Journey of Analytics

Deep dive into data analysis tools, theory and projects

Tag: machine learning blog series1

Sberbank Machine Learning Series – Post 2 – Mind maps & Hypothesis

This is the second post of the Sberbank Russia housing set analysis, where we will narrow down the variables of interest and create a roadmap to understand which factors significantly impact the target variable (price_doc).

You can read the introductory first post here.


Analysis Roadmap:

This Kaggle dataset has ~290 variables, so having a clear direction is important. In the initial phase, we obviously do not know which variable is significant, and which one is not, so we will just read through the data dictionary and logically select variables of interest. Using these we create our hypothesis, i.e the relationship with target variable (home price) and test the strength of the relationship.

The dataset also includes macroeconomic variables, so we will also create derived variables to test interactions between variables.

A simple mindmap for this dataset is as below:

home price analysis mindmap

home price analysis mindmap

Hypothesis Qs:

The hypothesis Qs and predictor variables of interest are listed below:

Target Variable: (TV)

“price_doc” is the variable to predict. Henceforth this will be referred to as “TV”.


Predictor variables:

These are the variables that affect the target variable, although we do not know which one is more significant over the others, or indeed if two or more variables interact together to make a bigger impact.

For the Sberbank set, we have predictor variables from 3 categories:

  1. Property details,
  2. Neighborhood characteristics,
  3. Macroeconomic factors

(Note, all the predictors in the mindmap, marked with a # indicate derived or calculated variables).


Property details:

  1. Timestamp –
    1. We will use both the timestamp (d/m/y) as well as extract the month-year values to assess relationship with TV.
    2. We will also check if any of the homes have multiple timestamps, which means the house passed through multiple owners. If yes, does this correlate with a specific sub_area?
  2. Single family and bigger homes also have patios, yards, lofts, etc which creates a difference between living area and full home area. So we take a ratio between life_sq and full_sq and check if a home with bigger ratio plus larger full_sq gets better price.
  3. Kitch_sq – Do homes with larger kitchens command better price? So, we will take a ratio of kitch_sq / life_sq and check impact on house price.
  4. Sub_area – does this affect price?
  5. Build_year –
    1. Logically newer homes should have better price.
    2. Also check if there is interaction with full_sq i.e larger, newer homes gets better price?
    3. Check inter-relationship with sub_area.
  6. Material – how does this affect TV?
  7. Floor/max_floor –
    1. create this ratio and check affected price. Note, we need to identify how single-family homes are identified, since they would have to be excluded as a separate subset.

▶ [Your tasks]
1) According to the Sberbank housing post, why does the analysis begin by reading the data dictionary and choosing variables of interest by logic? Answer in one to three sentences.
2) Rewrite the rows from the first one through the line that contains "Trace the outline of the tent pole.", replacing "tent pole" with "flagpole" and leaving everything else unchanged.
The text and the rows below it are unrelated to each other.

▶ [Input material]

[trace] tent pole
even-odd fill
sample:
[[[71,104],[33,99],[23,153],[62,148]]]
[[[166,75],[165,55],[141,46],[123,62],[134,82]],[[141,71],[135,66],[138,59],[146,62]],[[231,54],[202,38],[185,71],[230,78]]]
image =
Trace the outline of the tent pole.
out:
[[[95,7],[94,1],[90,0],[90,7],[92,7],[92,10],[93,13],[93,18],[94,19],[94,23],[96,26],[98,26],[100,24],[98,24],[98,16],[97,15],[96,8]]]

▶ [Task results]
1) The dataset has about 290 variables, so a clear direction is important. At the start, it isn't known which variables are significant and which are not. Variables are therefore selected logically from the data dictionary and used to form hypotheses about their relationship with the home price, which are then tested for strength.

2)
[trace] flagpole
even-odd fill
sample:
[[[71,104],[33,99],[23,153],[62,148]]]
[[[166,75],[165,55],[141,46],[123,62],[134,82]],[[141,71],[135,66],[138,59],[146,62]],[[231,54],[202,38],[185,71],[230,78]]]
image =
Trace the outline of the flagpole.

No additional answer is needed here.